◆ **Consignes de travail**:
1. D'après l'extrait sur la démotivation des professionnels, pourquoi la qualité des accompagnements proposés par les salariés toujours en poste est-elle affectée ? Répondez en une à trois phrases.
2. Selon l'extrait sur la démotivation des professionnels, quels éléments renforcent l'usure de ces professionnels ?
3. Poursuivez l'extrait sur la démotivation des professionnels à partir de sa dernière phrase.

◆ **Extrait**:
══════
Car effectivement, face à une grande démotivation des professionnels et à l’érosion progressive de la qualité de l’emploi, l’usure (renforcée par la (dés)organisation des services, les horaires décalés, le manque de RH), l’épuisement et le sentiment de non reconnaissance ont atteint un tel degré que beaucoup interrogent leur évolution professionnelle, que ce soient les professionnels dits de terrain mais aussi les équipes encadrantes. On observe un découragement par rapport à un monde du travail exigeant, et qui, en échange, n’apporte ni sens, ni innovation, ni un pouvoir d’achat rassurant et valorisant, générant même une forte frustration et un profond mal-être ressenti par les organisations et les salariés de ces secteurs, surtout s’agissant de métiers à sens comme ceux de l’accompagnement de personnes vulnérables. La reconnaissance de l’État doit être à la hauteur de l’action engagée par tous ces professionnels et ces associations. Améliorer la qualité de vie et les conditions de travail des professionnels par tous les moyens : horaires de travail, équilibre vie privée/vie professionnelle, mobilité géographique, lieu d’exercice adapté, prévention des risques, déploiement d’un accueil, intégration et facilitation d’hébergement des professionnels ou d’emploi pour le conjoint, plus grande autonomie dans la gestion du temps et des tâches etc.
Quant aux salariés toujours en poste, ils doivent travailler en équipes réduites, au détriment de la qualité des accompagnements qu’ils proposent. Les professionnels de ces secteurs aspirent désormais à davantage d’autonomie, mais aussi de soutien et de solutions face aux difficultés qu’ils rencontrent dans leur pratique professionnelle.
══════
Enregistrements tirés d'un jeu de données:
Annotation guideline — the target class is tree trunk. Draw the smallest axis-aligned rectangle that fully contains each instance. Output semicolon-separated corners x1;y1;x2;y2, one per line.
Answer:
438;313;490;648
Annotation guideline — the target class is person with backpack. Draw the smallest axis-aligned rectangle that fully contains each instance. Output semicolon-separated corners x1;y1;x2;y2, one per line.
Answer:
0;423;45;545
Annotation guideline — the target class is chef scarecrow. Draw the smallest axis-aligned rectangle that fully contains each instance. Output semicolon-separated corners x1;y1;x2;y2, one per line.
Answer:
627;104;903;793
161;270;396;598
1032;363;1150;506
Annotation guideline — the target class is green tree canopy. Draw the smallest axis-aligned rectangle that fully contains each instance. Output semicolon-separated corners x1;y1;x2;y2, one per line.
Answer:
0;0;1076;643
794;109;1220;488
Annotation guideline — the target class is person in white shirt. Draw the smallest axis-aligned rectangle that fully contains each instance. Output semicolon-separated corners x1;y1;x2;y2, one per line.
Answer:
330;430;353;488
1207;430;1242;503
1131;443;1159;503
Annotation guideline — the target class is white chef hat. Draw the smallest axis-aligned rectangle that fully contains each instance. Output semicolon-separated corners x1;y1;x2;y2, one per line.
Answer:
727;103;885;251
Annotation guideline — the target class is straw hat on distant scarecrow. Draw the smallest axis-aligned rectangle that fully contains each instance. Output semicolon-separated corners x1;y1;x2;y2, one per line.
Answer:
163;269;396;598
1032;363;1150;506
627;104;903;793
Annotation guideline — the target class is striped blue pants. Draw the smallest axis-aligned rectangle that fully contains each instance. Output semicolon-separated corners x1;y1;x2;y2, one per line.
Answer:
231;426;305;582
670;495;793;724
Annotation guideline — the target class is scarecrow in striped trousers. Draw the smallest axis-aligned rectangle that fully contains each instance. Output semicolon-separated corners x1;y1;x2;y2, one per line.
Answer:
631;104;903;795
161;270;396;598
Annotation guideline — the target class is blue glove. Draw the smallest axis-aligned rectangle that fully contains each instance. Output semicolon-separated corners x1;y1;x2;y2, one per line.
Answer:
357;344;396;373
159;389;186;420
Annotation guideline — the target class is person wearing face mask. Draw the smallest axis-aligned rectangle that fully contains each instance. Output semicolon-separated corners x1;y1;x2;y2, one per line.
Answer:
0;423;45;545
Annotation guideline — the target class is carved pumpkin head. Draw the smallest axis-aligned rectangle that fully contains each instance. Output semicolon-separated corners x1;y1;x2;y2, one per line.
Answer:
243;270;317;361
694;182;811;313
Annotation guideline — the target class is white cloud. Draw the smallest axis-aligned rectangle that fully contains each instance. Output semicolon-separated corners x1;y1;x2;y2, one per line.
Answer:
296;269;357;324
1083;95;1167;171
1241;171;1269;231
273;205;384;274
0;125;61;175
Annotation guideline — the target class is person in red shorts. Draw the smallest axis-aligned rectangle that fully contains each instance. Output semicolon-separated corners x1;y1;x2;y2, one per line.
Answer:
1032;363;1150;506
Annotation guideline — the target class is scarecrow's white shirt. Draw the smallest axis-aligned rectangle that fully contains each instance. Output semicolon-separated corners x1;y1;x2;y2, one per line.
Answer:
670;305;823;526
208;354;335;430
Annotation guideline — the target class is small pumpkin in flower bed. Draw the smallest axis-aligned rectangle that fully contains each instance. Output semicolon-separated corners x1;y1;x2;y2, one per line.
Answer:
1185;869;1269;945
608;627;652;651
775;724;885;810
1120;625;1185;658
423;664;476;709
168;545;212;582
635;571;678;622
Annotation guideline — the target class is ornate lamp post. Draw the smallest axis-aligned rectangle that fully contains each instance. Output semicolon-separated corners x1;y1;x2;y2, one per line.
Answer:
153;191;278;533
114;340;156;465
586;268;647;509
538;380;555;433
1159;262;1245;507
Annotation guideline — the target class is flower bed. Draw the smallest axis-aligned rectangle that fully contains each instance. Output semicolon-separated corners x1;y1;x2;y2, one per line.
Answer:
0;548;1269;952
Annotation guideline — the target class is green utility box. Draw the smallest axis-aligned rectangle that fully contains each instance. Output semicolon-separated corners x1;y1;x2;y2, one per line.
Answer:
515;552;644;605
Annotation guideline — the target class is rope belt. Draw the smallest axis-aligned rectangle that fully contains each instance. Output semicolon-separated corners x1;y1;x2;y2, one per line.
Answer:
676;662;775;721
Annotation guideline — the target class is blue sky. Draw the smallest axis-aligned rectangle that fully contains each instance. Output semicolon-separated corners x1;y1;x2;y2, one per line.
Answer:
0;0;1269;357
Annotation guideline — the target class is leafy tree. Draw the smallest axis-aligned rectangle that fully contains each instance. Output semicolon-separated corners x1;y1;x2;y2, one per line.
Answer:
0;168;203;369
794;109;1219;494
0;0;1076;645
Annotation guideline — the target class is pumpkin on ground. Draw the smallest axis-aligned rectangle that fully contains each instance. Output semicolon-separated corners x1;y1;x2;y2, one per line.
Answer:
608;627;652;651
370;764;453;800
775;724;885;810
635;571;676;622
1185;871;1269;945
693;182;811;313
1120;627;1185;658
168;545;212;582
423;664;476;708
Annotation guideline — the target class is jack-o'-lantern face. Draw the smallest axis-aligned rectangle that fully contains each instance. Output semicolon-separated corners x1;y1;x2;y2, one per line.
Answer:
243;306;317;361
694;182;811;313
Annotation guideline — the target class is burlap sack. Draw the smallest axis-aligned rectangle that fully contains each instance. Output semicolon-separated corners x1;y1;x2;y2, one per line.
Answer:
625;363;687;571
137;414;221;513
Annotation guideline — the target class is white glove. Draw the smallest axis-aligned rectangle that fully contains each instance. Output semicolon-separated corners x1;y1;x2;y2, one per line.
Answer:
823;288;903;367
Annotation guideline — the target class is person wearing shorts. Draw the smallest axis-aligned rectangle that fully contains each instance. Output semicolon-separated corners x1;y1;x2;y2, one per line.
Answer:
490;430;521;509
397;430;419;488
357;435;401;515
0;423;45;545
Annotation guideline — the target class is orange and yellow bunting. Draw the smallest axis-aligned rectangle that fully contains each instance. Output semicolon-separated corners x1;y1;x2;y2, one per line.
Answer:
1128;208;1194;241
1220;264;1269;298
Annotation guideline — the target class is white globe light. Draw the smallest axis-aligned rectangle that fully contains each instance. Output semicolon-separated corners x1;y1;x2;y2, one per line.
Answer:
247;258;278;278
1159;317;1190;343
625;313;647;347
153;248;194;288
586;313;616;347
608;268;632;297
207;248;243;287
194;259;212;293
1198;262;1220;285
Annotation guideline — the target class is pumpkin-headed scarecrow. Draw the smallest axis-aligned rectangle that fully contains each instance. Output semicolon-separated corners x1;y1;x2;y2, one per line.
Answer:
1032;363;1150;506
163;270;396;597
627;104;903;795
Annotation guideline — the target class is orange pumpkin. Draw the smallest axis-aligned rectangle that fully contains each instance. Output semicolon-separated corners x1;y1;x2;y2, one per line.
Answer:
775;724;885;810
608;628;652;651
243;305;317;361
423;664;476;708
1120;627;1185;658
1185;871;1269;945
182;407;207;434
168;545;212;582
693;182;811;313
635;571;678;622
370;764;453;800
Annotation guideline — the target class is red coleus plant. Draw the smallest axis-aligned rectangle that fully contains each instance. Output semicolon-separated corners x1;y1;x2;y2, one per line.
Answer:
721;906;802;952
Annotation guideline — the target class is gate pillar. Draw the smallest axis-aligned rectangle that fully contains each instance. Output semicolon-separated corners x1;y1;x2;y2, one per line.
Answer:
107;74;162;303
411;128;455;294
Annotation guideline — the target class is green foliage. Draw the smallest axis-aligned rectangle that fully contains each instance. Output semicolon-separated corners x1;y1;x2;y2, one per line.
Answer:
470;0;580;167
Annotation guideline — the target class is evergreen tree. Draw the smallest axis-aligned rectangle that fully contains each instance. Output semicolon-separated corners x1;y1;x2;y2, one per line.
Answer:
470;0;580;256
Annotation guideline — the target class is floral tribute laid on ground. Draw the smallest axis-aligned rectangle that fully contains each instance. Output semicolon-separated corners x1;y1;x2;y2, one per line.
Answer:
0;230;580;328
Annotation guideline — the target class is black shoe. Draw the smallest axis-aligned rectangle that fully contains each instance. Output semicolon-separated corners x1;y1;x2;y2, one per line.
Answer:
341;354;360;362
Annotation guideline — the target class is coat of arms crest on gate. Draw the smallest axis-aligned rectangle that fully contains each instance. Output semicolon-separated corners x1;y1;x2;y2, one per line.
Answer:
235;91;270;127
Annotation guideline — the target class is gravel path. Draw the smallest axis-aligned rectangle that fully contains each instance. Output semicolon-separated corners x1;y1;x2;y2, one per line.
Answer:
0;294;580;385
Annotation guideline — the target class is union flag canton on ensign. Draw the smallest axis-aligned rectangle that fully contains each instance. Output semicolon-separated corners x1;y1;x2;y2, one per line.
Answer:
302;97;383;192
══════
◆ **Corrigé par consigne**:
1. Les salariés toujours en poste doivent travailler en équipes réduites. Cette situation nuit à la qualité des accompagnements qu'ils proposent.

2. La (dés)organisation des services, les horaires décalés et le manque de RH.

3.
D’autant que dans les années à venir, le vieillissement de la population occasionnera des besoins supplémentaires en matière de santé et d’accompagnement des personnes en perte d’autonomie. Ce qui devrait entraîner d’importantes créations de postes dans l’ensemble des professions de santé et d’aide aux personnes fragiles (aides-soignants, infirmiers, aides à domicile etc.).
De plus, les cohortes les plus nombreuses dans l’emploi quitteront définitivement le marché du travail – essentiellement pour partir en retraite – et leur poids démographique est tel qu’il détermine largement les besoins de recrutement dans les métiers : neuf postes à pourvoir sur dix à l’horizon 2030 le seraient du fait des postes laissés vacants par les seniors qui quitteront le marché du travail.
Les déséquilibres anticipés entre besoins et ressources en main-d’œuvre pourraient ainsi se résorber si l’attractivité liée aux conditions de travail et au niveau de rémunération s’améliore (métiers de l’accompagnement et du soin, services à la personne etc.)
Pour attirer les jeunes et les actifs dans des métiers où les besoins sont en croissance, la formation a un rôle essentiel à jouer mais les processus de recrutement et l’attractivité des métiers sont aussi en cause. Il faut construire un monde professionnel attractif et durable.